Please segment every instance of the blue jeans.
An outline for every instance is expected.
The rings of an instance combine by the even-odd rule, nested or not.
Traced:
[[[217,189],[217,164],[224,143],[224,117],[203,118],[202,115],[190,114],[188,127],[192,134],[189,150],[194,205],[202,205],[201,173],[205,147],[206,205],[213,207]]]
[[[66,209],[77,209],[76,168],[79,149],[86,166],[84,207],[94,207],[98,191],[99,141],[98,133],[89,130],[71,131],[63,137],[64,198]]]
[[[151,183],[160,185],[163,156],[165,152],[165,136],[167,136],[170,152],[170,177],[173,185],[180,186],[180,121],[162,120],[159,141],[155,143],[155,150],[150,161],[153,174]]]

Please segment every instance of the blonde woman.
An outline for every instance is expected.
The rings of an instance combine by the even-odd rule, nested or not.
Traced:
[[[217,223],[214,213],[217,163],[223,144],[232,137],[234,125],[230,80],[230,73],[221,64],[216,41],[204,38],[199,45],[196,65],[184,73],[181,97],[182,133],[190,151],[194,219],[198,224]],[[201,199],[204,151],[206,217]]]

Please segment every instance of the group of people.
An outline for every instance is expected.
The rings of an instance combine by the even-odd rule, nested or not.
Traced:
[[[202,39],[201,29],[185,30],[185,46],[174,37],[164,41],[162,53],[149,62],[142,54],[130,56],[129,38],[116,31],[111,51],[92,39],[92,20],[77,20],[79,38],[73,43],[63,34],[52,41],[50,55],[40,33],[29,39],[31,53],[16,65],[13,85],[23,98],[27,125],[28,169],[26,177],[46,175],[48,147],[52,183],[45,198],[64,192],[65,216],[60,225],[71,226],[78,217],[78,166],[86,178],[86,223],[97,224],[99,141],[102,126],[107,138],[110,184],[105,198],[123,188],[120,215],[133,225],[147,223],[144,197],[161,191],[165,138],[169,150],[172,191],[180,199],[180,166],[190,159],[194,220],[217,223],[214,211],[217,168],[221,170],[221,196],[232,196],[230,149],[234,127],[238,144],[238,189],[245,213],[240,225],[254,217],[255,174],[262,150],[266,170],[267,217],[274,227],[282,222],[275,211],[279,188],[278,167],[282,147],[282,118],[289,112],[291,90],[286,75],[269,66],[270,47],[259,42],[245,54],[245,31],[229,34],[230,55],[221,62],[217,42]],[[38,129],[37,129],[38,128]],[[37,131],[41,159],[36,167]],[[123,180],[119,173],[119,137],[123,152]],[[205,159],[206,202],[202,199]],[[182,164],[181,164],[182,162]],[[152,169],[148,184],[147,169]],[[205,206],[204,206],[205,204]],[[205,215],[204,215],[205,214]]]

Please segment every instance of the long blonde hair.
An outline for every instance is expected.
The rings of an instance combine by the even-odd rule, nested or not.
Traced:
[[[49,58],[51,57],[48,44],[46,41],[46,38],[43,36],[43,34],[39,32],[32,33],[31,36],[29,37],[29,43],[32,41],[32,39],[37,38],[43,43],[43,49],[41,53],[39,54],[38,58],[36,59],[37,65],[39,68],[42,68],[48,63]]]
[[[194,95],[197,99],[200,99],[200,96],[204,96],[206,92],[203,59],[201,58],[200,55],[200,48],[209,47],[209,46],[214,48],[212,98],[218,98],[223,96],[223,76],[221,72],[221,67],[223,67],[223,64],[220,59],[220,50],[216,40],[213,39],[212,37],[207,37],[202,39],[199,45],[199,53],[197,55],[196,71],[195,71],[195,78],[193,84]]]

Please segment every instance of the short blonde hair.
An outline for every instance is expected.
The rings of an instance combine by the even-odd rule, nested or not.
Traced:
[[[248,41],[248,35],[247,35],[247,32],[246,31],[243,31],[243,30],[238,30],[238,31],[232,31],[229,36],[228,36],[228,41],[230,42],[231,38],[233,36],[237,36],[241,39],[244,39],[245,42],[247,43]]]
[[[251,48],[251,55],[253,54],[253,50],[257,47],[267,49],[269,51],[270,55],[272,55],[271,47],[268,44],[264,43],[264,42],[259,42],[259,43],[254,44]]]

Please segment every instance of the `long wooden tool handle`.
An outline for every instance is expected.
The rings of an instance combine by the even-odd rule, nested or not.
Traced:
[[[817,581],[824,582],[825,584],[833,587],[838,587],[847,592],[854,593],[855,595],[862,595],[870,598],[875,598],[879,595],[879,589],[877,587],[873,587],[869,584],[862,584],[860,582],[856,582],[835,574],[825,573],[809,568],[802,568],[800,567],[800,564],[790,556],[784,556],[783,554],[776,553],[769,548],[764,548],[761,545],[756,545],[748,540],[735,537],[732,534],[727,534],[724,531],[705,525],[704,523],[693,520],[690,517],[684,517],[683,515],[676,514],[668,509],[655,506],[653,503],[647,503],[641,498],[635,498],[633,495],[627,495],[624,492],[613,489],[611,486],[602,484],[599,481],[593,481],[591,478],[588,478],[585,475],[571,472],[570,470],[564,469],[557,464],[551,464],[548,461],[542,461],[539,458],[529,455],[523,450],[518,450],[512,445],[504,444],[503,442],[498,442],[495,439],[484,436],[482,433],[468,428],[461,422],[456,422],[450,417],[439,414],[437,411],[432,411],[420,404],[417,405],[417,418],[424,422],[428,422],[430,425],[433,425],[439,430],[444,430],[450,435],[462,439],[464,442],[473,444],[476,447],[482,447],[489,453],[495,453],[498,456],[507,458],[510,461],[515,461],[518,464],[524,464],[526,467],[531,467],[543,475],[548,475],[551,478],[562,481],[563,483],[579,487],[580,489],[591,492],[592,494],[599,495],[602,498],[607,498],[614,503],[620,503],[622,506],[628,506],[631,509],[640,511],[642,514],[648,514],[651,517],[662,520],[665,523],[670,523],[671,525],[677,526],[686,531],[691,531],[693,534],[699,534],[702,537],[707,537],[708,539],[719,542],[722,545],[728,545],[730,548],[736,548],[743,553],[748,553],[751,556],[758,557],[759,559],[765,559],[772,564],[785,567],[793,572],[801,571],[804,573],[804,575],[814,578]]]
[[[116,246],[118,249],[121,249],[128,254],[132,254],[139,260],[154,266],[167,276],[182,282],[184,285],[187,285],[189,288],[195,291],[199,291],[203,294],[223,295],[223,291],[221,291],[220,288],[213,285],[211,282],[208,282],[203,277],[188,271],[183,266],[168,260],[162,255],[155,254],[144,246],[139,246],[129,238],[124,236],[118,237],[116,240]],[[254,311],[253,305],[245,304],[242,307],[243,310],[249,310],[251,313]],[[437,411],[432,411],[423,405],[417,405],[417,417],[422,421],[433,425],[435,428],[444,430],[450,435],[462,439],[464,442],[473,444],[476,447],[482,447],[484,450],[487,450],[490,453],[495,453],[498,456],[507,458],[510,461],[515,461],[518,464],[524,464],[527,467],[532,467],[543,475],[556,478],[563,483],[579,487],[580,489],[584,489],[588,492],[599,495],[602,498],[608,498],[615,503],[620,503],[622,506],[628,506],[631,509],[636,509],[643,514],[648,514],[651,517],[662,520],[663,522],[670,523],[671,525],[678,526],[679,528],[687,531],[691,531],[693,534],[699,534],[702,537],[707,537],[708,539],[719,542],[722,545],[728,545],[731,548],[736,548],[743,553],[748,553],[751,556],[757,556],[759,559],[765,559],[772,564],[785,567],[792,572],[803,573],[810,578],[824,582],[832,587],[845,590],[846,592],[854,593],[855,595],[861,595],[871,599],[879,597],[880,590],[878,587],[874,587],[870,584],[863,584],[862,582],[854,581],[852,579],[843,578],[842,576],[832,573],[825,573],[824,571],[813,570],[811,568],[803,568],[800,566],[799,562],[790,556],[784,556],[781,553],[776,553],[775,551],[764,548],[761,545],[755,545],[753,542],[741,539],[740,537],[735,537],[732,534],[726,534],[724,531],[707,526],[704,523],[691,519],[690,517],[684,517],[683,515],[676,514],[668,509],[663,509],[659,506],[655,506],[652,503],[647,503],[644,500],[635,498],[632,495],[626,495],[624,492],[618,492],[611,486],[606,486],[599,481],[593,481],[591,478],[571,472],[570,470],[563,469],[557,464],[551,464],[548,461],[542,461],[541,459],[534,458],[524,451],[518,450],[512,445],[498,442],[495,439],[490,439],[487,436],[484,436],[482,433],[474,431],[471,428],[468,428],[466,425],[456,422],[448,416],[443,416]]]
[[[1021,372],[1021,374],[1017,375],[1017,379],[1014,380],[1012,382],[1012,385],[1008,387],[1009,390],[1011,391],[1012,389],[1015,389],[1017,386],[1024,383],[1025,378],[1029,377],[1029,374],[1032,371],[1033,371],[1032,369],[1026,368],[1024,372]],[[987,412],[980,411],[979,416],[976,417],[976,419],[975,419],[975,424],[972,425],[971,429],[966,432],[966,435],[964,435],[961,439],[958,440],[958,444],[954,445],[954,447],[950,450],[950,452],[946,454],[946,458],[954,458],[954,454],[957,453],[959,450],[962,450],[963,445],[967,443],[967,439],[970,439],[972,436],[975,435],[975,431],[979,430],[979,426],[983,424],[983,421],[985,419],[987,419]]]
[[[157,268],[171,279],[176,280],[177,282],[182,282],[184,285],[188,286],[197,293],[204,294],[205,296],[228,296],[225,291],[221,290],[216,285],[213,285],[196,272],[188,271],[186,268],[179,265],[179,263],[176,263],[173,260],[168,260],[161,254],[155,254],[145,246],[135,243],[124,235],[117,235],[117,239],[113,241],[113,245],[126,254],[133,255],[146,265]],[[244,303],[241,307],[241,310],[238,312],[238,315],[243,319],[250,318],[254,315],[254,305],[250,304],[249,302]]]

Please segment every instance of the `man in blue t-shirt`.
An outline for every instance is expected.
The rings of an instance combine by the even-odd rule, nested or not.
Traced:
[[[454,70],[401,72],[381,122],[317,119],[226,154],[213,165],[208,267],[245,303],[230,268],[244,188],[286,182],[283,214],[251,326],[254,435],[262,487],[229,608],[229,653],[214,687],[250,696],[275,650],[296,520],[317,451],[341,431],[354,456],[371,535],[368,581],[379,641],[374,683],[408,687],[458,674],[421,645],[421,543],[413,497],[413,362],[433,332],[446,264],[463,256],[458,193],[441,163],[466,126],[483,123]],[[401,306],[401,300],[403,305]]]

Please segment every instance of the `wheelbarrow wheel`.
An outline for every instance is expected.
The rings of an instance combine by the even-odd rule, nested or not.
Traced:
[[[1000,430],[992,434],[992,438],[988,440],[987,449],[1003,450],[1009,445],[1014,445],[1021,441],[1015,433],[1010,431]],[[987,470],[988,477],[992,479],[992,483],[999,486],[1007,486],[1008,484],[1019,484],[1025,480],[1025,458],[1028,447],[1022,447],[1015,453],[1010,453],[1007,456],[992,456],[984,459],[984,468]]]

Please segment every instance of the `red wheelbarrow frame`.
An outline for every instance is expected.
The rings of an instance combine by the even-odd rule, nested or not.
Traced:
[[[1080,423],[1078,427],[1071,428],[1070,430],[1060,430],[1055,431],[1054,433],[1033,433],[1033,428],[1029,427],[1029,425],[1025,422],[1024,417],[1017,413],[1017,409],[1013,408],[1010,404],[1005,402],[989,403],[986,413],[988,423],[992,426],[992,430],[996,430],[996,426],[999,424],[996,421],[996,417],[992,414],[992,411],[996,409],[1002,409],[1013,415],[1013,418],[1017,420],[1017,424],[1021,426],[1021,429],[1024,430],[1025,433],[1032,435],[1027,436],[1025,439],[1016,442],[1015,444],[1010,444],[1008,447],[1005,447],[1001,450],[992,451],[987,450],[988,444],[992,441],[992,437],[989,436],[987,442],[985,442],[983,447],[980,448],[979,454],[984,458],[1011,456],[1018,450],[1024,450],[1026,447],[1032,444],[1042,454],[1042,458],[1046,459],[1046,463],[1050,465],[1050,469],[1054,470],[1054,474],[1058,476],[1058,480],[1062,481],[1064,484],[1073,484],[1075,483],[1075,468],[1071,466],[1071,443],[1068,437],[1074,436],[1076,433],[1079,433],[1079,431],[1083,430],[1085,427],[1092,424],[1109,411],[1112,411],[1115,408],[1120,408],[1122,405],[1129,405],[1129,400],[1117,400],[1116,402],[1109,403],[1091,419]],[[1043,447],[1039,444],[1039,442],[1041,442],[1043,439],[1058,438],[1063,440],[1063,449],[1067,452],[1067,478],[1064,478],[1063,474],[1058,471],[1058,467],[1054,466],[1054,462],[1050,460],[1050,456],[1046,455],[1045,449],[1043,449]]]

● Problem to solve: The answer must consist of every line from the data that contains the word "long".

● Answer area:
Please segment every instance of the long blonde hair.
Please segment every instance of the `long wooden tool handle`.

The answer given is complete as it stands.